▶ Exercises to complete
1. In the court opinion, what change does Commerzbank cite as the basis for wanting to reconsider the summary judgment opinion?
2. Repeat the passage of the court opinion from "OPINION AND ORDER" up to and including "is therefore denied.".

* Begin Document excerpt *

Opinion
16cv4569 (DLC)
03-25-2022
For plaintiff: Ryan Anthony Kane Brad Jeffrey Axelrod Bridget Elizabeth Croutier Christian Skinner-Klee David H Wollmuth Grant Bercari Jay Gerald Safer Maxwell George Dillan Melissa Ann Finkelstein Michael Christopher Ledley Philip Ransom Schatz Roselind Franciska Hallinan Scott C Ferrier Sean Patrick McGonigle Steven Sanford Fitzgerald Wollmuth Maher & Deutsch LLP Niraj Jayant Parekh Barnes & Thornburg LLP For defendant: David F. Adler Erik Doughty Michael T. Marcucci Jones Day (Boston) David Leichtman Lechtman Law PLLC Michael Collyard Thomas M. Ferndt Robins, Kaplan, Miller & Ciresi L.L.P. Albert J. Rota Jones Day (NYC) Amanda Rose Parker Calland Ferraro Jeff Smith Joseph Cassalia Barry Joseph Zachary Czerwien Louis A. Chaiten Shimson Balanson Jones Day (Cleveland) Samuel Lewis Walling Jones Day (Minneapolis)
For plaintiff: Ryan Anthony Kane Brad Jeffrey Axelrod Bridget Elizabeth Croutier Christian Skinner-Klee David H Wollmuth Grant Bercari Jay Gerald Safer Maxwell George Dillan Melissa Ann Finkelstein Michael Christopher Ledley Philip Ransom Schatz Roselind Franciska Hallinan Scott C Ferrier Sean Patrick McGonigle Steven Sanford Fitzgerald Wollmuth Maher & Deutsch LLP
Niraj Jayant Parekh Barnes & Thornburg LLP
For defendant: David F. Adler Erik Doughty Michael T. Marcucci Jones Day (Boston)
David Leichtman Lechtman Law PLLC
Michael Collyard Thomas M. Ferndt Robins, Kaplan, Miller & Ciresi L.L.P.
Albert J. Rota Jones Day (NYC)
Amanda Rose Parker Calland Ferraro Jeff Smith Joseph Cassalia Barry Joseph Zachary Czerwien Louis A. Chaiten Shimson Balanson Jones Day (Cleveland)
Samuel Lewis Walling Jones Day (Minneapolis)
OPINION AND ORDER
DENISE COTE, UNITED STATES DISTRICT JUDGE
Plaintiff Commerzbank A.G. (“Commerzbank”) has moved to reopen the case so that it can file a motion to reconsider a summary judgment opinion, issued nearly two years ago, based on a change in Ohio law that occurred a year ago. For the reasons given below, Commerzbank's request is untimely. Its motion is therefore denied.

* End Document excerpt *
* Begin Dataset excerpt *

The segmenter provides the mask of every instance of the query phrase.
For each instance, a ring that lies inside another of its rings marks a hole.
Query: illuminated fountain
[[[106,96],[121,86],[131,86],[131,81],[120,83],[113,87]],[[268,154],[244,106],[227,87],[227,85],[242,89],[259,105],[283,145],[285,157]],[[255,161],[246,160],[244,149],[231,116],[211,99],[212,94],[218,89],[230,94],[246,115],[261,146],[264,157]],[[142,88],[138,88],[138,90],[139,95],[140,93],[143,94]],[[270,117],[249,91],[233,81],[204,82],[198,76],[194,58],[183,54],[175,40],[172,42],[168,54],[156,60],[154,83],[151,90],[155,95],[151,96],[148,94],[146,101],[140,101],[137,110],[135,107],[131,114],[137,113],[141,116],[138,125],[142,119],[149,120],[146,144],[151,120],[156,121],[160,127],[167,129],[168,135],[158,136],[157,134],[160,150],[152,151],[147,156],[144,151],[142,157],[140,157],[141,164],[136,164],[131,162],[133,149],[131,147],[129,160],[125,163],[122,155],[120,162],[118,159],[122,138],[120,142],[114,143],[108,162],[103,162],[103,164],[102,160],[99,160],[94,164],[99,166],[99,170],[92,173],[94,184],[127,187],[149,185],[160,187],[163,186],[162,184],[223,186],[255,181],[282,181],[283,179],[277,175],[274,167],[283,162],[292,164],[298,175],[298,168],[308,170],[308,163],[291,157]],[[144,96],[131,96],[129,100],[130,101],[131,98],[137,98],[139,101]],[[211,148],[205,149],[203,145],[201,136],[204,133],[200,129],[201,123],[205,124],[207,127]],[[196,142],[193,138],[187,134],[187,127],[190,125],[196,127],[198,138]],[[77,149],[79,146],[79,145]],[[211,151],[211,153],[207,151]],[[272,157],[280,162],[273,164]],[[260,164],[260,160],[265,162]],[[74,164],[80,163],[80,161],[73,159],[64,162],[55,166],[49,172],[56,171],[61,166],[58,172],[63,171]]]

* End Dataset excerpt *

▶ Task results
1. A change in Ohio law that occurred a year ago.

2.
OPINION AND ORDER
DENISE COTE, UNITED STATES DISTRICT JUDGE
Plaintiff Commerzbank A.G. (“Commerzbank”) has moved to reopen the case so that it can file a motion to reconsider a summary judgment opinion, issued nearly two years ago, based on a change in Ohio law that occurred a year ago. For the reasons given below, Commerzbank's request is untimely. Its motion is therefore denied.